__Page excerpt__
-*-*-

# New horse trying to throw me off



## lilypoo (Jun 15, 2013)

I so feel your pain! Honestly, is there such a thing as 5yo TB who raced being a quiet horse? 

I bought a 22yo Paint who was supposed to be quiet as a little old mouse...he was supposed to be 18yo and perfect on trails and slow as molasses. 

I knew he'd been a barrel horse but was told he was so long retired that he no longer had those habits.

It was allllllll lies. I'm 40 this month with four kids and also just getting back into horses. When he bolted with me a couple weeks ago, I thought I was done. 

I leased a 7yo QH/TB head horse prior to buying my Paint and didn't like that horse cause he was all go and joggy. So I have been super disappointed to be going through this.

Thankfully neither bucked.

Trainer, trainer, trainer... 



Kietra said:


> I have recently purchased a big 5yo tb finished racing 18 mths ago that was supposed to be very quiet. The first time i rode him after buying him he was fine. After that the next 2 times he was very forward, joggy and didnt want to stand still. I made him stand and he tried to flick me off with a string of little bucks. This has kept happening it also happens when trying to get him in a canter. He is very hypo. Charges at dogs when they go near him now. He has started running away from me in paddock when he knows there is going to be a ride. He finally got me off on saturday when i had ridden him for 20 mins and was just standing relaxed and next thing i was mid air.

-*-*-

__Record set__

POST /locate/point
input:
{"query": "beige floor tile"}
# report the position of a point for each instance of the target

-*-*-

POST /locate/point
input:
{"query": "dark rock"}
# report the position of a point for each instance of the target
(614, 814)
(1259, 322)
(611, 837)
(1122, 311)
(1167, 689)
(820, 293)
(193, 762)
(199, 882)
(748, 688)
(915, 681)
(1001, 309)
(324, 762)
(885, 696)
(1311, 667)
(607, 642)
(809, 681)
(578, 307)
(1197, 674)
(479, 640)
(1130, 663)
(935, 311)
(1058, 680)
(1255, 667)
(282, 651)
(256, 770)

-*-*-

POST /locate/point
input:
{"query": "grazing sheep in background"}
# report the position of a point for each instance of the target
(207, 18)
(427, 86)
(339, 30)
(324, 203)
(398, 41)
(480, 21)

-*-*-

__Work instructions__
1. Answer these about the horse thread:
(a) How old was the Paint that lilypoo bought?
(b) What horse did lilypoo lease before buying the Paint?
(c) How long ago had Kietra's horse finished racing?
2. Return the stretch of the horse thread from "I knew he'd" through "Thankfully neither bucked.".

__Answers per task__
1.
(a) 22 years old.
(b) A 7yo QH/TB head horse.
(c) 18 months.

2.
I knew he'd been a barrel horse but was told he was so long retired that he no longer had those habits.

It was allllllll lies. I'm 40 this month with four kids and also just getting back into horses. When he bolted with me a couple weeks ago, I thought I was done. 

I leased a 7yo QH/TB head horse prior to buying my Paint and didn't like that horse cause he was all go and joggy. So I have been super disappointed to be going through this.

Thankfully neither bucked.